Чтобы понять это стихотворение Мандельштама, надо знать, как все мы, выросшие в обыкновенных интеллигентских семьях, привыкшие к застольному разговору и определенному кругу интересов, вдруг - без всякого переходного периода, в один миг - очутились в новом мире, среди совершенно чужих людей, говорящих не на нашем языке. У меня ощущение, будто я оглянулась и никого вокруг себя не нашла: другие слова, другие мысли, другие понятия и чувства. А я значительно моложе Мандельштама и еще, в сущности, не успела узнать, что мое, что чужое. Многие говорили мне о подобном ощущении, а среди них жена Зенкевича, 'пленная турчанка', которая действительно казалась затворницей и пленницей тяжелоступа Мишеньки. Именно поэтому мне показались такими дикими ее слова о бедном Дувакине и Синявском. Она приспособилась к миру, а я лишь в последние десять-двенадцать лет снова нашла людей младших, разумеется, поколений, - с которыми у нас оказался общий язык. Видно, и они, и их родители прятались по своим углам, не смея произнести ни слова. К революции Мандельштам был уже сложившимся, хотя и молодым человеком, и для него переход в новый мир оказался еще труднее, чем для меня. Только остро вспомнив этот разрыв связи времен, можно раскрыть значение 'блаженного бессмысленного слова'.
※
#### [Что сделать]
[1] Перечислите всё, что в тексте о стихотворении Мандельштама названо «другим» в новом мире.
[2] Продолжите текст о стихотворении Мандельштама с фразы, следующей за его последним предложением.
Записи дальше представляют собой отдельный материал и к статье не относятся.
※
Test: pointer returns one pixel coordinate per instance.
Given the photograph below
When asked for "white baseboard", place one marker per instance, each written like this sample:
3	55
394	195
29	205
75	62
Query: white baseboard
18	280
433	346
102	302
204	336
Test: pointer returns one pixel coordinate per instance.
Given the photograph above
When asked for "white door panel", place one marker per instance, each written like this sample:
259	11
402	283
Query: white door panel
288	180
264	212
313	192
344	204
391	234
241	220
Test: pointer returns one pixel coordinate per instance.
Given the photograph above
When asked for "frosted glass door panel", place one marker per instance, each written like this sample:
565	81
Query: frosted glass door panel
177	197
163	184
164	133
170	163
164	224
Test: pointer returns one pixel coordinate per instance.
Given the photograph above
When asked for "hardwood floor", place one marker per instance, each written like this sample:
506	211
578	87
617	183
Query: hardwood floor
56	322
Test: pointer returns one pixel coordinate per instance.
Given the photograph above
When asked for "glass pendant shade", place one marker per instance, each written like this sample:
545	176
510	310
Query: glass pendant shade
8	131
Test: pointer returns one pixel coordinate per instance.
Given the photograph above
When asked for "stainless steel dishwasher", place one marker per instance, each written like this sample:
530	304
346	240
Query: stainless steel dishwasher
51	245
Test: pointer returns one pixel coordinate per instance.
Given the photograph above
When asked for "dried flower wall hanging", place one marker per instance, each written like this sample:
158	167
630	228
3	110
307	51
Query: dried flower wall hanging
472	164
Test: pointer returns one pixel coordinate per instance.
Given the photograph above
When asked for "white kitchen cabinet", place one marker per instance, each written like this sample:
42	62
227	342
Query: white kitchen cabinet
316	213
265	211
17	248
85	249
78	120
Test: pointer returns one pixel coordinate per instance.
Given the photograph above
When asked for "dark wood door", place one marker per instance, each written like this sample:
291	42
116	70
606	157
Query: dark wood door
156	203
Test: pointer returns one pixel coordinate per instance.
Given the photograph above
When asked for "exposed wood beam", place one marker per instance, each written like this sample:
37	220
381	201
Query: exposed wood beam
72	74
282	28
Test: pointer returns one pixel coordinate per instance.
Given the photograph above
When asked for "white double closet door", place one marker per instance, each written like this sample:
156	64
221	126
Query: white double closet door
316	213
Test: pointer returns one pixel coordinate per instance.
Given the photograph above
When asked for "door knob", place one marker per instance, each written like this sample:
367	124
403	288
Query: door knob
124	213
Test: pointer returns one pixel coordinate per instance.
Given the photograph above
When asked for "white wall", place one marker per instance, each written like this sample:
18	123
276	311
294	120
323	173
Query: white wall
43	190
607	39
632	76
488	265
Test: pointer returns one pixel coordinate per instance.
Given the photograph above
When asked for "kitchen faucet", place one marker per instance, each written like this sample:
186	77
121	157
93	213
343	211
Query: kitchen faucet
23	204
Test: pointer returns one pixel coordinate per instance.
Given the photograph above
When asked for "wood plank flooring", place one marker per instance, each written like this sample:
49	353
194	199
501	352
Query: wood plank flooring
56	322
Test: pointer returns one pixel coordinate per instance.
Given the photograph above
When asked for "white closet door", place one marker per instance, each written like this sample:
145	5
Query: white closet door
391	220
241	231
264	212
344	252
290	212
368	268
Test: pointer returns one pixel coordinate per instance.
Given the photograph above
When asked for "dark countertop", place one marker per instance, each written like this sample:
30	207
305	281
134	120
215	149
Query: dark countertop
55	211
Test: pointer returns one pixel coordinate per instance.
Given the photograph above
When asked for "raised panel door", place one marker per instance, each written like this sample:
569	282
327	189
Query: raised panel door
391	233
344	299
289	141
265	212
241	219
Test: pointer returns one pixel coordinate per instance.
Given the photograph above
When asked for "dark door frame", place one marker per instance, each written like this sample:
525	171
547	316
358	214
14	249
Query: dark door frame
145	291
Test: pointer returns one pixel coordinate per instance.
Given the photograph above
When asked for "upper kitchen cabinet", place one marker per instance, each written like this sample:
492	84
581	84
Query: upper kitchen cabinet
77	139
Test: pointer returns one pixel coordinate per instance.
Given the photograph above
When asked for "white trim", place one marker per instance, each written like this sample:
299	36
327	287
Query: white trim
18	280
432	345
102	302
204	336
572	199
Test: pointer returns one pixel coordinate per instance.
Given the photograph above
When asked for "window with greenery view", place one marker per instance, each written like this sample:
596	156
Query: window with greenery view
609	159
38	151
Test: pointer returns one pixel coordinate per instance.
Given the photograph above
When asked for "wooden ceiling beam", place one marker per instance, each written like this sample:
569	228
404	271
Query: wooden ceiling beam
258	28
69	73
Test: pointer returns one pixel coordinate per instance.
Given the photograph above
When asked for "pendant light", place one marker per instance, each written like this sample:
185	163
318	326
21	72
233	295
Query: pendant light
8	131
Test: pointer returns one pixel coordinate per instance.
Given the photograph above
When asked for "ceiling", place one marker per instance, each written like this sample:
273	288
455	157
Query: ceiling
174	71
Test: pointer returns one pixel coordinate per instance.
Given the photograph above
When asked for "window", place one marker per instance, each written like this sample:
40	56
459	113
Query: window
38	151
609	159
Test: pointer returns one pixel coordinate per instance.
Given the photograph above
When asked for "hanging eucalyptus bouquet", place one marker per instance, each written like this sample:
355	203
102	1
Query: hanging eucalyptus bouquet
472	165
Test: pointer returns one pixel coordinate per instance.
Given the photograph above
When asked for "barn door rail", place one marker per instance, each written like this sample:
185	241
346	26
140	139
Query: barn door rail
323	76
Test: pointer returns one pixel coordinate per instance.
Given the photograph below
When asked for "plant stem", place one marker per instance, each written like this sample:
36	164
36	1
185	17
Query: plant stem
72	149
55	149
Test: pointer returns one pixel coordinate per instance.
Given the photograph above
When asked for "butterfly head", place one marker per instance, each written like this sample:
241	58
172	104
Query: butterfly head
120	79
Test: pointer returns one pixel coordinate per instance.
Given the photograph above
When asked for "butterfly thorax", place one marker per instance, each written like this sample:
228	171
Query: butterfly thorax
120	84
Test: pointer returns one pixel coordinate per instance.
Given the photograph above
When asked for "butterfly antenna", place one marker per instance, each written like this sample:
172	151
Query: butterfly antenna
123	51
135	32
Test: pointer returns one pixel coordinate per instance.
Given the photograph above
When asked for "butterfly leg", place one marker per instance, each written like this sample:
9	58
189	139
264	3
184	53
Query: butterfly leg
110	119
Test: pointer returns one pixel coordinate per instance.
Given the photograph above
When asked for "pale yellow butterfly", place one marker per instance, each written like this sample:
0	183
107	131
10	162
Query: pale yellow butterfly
※
#### [Результаты выполнения]
[1] Слова, мысли, понятия, чувства.

[2]
И в любви бывают блаженно-бессмысленные слова, но о них Мандельштам не говорил (разве что в письмах ко мне). Это не блаженные слова из 'Соломинки', где он просто перечисляет имена женщин, которых любили поэты ('Ленор, Соломинка, Лигейя, Серафита'). 'Блаженное бессмысленное' слово надо сопоставить с 'блаженным смехом' ('блаженный брызнет смех'[85]), который вернется, если человек почувствует единение с миром. В нем радость не любви, а единения с людьми, с кругом близких, которые понимают друг друга с полуслова. Возвращаясь после долгих странствий в Петербург в 1920 году, Мандельштам еще верил, что все сохранилось, как было, что туда соберутся и другие странники, рассеянные историческими событиями, и он снова очутится среди тех, кого считал своим 'мы'... Его не оставляла ностальгическая тоска по этому 'мы', в которое входила и одна женщина - Ахматова. В последний раз он видел ее в Москве в Зачатьевском переулке, а в зиму 20/21 года она отсиживалась в Мраморном дворце с Шилейкой, и Мандельштам ни разу с ней не встретился [86].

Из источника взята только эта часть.